- **Study material**:
::::

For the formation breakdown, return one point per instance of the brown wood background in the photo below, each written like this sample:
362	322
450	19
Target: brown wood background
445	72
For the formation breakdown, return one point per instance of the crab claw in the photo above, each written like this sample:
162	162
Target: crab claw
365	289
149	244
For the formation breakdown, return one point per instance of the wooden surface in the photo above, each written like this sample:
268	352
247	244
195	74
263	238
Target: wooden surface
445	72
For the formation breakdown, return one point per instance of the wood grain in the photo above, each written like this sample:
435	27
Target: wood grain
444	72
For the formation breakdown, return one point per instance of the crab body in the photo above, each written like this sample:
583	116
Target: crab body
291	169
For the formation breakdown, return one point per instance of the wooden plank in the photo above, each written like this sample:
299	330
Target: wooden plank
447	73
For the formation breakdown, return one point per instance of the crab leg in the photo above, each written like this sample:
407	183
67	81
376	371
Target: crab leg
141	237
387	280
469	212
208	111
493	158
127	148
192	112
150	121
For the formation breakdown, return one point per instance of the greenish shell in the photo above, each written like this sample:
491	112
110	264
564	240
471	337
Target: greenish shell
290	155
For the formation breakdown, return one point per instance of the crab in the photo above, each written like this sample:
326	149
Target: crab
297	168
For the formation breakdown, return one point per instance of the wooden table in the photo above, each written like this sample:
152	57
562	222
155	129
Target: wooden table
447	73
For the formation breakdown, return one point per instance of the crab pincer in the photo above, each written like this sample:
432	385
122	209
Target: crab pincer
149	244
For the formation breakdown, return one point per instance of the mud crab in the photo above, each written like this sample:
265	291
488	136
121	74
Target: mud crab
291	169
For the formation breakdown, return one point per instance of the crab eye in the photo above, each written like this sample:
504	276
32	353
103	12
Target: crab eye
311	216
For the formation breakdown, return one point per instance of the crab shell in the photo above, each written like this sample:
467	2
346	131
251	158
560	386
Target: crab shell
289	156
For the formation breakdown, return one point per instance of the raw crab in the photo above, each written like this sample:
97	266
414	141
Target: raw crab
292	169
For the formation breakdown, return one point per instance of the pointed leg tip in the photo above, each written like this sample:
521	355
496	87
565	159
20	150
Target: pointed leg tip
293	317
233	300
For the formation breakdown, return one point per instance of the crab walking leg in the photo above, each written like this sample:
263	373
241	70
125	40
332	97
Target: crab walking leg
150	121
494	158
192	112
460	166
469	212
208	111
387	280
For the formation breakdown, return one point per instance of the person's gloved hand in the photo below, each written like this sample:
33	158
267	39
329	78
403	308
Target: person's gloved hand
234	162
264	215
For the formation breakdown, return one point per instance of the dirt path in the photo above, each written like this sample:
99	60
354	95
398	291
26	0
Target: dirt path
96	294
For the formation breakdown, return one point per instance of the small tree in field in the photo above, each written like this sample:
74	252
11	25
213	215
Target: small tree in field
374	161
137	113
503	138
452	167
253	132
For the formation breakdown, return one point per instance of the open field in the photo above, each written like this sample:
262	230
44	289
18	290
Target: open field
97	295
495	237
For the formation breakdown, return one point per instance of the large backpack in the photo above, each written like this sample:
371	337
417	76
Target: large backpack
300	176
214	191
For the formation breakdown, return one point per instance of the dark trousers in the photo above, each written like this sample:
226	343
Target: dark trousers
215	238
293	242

::::

- **Exercise description**: Every line of the material must be given again exactly.

- **Answer to the problem**:
For the formation breakdown, return one point per instance of the brown wood background in the photo below, each written like this sample:
362	322
450	19
Target: brown wood background
445	72
For the formation breakdown, return one point per instance of the crab claw in the photo above, each written like this sample:
162	162
Target: crab claw
365	289
149	244
For the formation breakdown, return one point per instance of the wooden surface in the photo above, each written like this sample:
268	352
247	244
195	74
263	238
Target: wooden surface
445	72
For the formation breakdown, return one point per instance of the wood grain in the photo above, each written like this sample:
435	27
Target: wood grain
444	72
For the formation breakdown, return one point per instance of the crab body in the photo above, each written like this sample:
583	116
Target: crab body
291	169
For the formation breakdown, return one point per instance of the wooden plank in the photo above, each written like this sample:
299	330
Target: wooden plank
447	73
For the formation breakdown, return one point per instance of the crab leg in the photo above, each written like this sample:
407	183
67	81
376	371
Target: crab leg
141	237
387	280
469	212
208	111
493	158
127	148
192	112
150	121
For the formation breakdown, return one point per instance of the greenish shell in the photo above, each written like this sample:
491	112
110	264
564	240
471	337
Target: greenish shell
290	155
For the formation breakdown, return one point per instance of the crab in the photo above, each written like this sample:
326	149
Target: crab
297	168
For the formation breakdown, return one point per instance of the wooden table in the photo above, each written like this sample:
152	57
562	222
155	129
Target: wooden table
447	73
For the formation breakdown, return one point per instance of the crab pincer in the photo above, each written like this sample:
432	385
122	209
Target: crab pincer
149	244
For the formation breakdown, return one point per instance of the mud crab in the photo above, each written like this sample:
265	291
488	136
121	74
Target: mud crab
291	169
For the formation breakdown, return one point per instance of the crab eye in the photo above, each written like this sample:
504	276
32	353
103	12
Target: crab eye
311	216
For the formation breakdown, return one point per instance of the crab shell in the photo above, each written like this sample:
467	2
346	131
251	158
560	386
Target: crab shell
289	156
For the formation breakdown, return one point per instance of the raw crab in the photo above, each written like this sample:
97	266
414	141
Target: raw crab
292	169
For the formation breakdown, return one point per instance of the pointed leg tip in the photo above, each written like this sample:
521	355
496	87
565	159
20	150
Target: pointed leg tip
293	317
233	300
For the formation breakdown, return one point per instance of the crab walking leg in the photo above, each written like this sample:
263	373
241	70
125	40
332	97
Target: crab walking leg
150	121
494	158
192	112
460	166
469	212
208	111
387	280
For the formation breakdown, return one point per instance of the person's gloved hand in the photo below, each written like this sample:
33	158
267	39
329	78
403	308
Target: person's gloved hand
234	162
264	215
For the formation breakdown, return one point per instance of the dirt path in the photo above, each written like this sample:
99	60
354	95
398	291
26	0
Target: dirt path
96	294
For the formation breakdown, return one point per instance of the small tree in field in the photo above, each written like this sample:
74	252
11	25
213	215
Target: small tree in field
374	161
137	113
503	138
452	167
253	132
For the formation breakdown, return one point per instance of the open field in the photo above, each written like this sample:
262	230
44	289
18	290
Target: open field
97	295
495	237
For the formation breakdown, return one point per instance of the large backpack in the photo above, each written like this sample:
371	337
417	76
Target: large backpack
300	176
214	191
For the formation breakdown, return one point per instance of the dark trousers in the photo above, each written like this sample:
226	343
Target: dark trousers
215	238
293	242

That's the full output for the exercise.